Text block:
Studio album by Motörhead
- Released: April 1982
- Recorded: 26 January–28 February 1982
- Studio: Ramport, London; Morgan, London;
- Genre: Heavy metal; hard rock; speed metal;
- Length: 36:24
- Label: Bronze
- Producer: Will Reid Dick, Eddie Clarke

Motörhead chronology
| No Sleep 'til Hammersmith (1981) | Iron Fist (1982) | Stand by Your Man (EP) (1982) |

CD reissue

Singles from Iron Fist
- "Iron Fist" Released: March 1982; "Go to Hell" Released: April 1982 (Germany) ;

= Iron Fist (album) =

Iron Fist is the fifth studio album by English rock band Motörhead, released in April 1982 by Bronze Records. It was the final album of the classic Three Amigos lineup of Lemmy Kilmister, "Fast" Eddie Clarke, and Phil "Philthy Animal" Taylor. The album peaked at No. 6 on the UK album charts. It was preceded by the release of the title track "Iron Fist" as a single, which entered the UK charts on 3 April, and peaked at No. 29.

Recorded data:
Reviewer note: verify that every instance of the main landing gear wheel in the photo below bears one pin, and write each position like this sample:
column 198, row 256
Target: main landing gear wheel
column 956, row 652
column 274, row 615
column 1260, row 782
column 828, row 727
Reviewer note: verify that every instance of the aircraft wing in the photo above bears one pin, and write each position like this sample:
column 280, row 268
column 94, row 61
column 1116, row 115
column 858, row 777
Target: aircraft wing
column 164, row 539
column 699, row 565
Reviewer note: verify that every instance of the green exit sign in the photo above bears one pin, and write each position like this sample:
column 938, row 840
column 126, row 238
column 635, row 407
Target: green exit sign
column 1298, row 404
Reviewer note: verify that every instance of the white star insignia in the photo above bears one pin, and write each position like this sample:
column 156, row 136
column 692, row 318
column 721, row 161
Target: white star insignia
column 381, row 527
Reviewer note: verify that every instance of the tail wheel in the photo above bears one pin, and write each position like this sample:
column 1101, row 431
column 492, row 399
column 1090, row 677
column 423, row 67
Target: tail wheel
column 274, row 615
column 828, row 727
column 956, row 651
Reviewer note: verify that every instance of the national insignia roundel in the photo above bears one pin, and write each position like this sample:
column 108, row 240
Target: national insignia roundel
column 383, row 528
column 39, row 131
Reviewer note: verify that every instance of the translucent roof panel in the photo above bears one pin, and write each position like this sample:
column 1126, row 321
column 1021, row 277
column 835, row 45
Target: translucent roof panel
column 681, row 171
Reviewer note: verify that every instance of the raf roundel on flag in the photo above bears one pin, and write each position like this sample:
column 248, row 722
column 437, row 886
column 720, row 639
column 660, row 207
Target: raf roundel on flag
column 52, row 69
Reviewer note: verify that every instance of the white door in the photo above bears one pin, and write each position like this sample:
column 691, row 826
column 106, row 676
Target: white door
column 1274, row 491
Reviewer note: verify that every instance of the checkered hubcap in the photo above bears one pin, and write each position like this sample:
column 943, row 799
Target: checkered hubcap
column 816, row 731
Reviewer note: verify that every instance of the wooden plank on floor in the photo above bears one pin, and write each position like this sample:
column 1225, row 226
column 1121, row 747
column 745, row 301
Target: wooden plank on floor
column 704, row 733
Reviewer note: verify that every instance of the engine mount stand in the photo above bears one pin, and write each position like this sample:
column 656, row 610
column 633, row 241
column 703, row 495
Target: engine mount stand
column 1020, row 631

Task goal: Could you reproduce the part of the Iron Fist album text that starts with "Iron Fist is" and goes on through "peaked at No. 29."?

The completed task:
Iron Fist is the fifth studio album by English rock band Motörhead, released in April 1982 by Bronze Records. It was the final album of the classic Three Amigos lineup of Lemmy Kilmister, "Fast" Eddie Clarke, and Phil "Philthy Animal" Taylor. The album peaked at No. 6 on the UK album charts. It was preceded by the release of the title track "Iron Fist" as a single, which entered the UK charts on 3 April, and peaked at No. 29.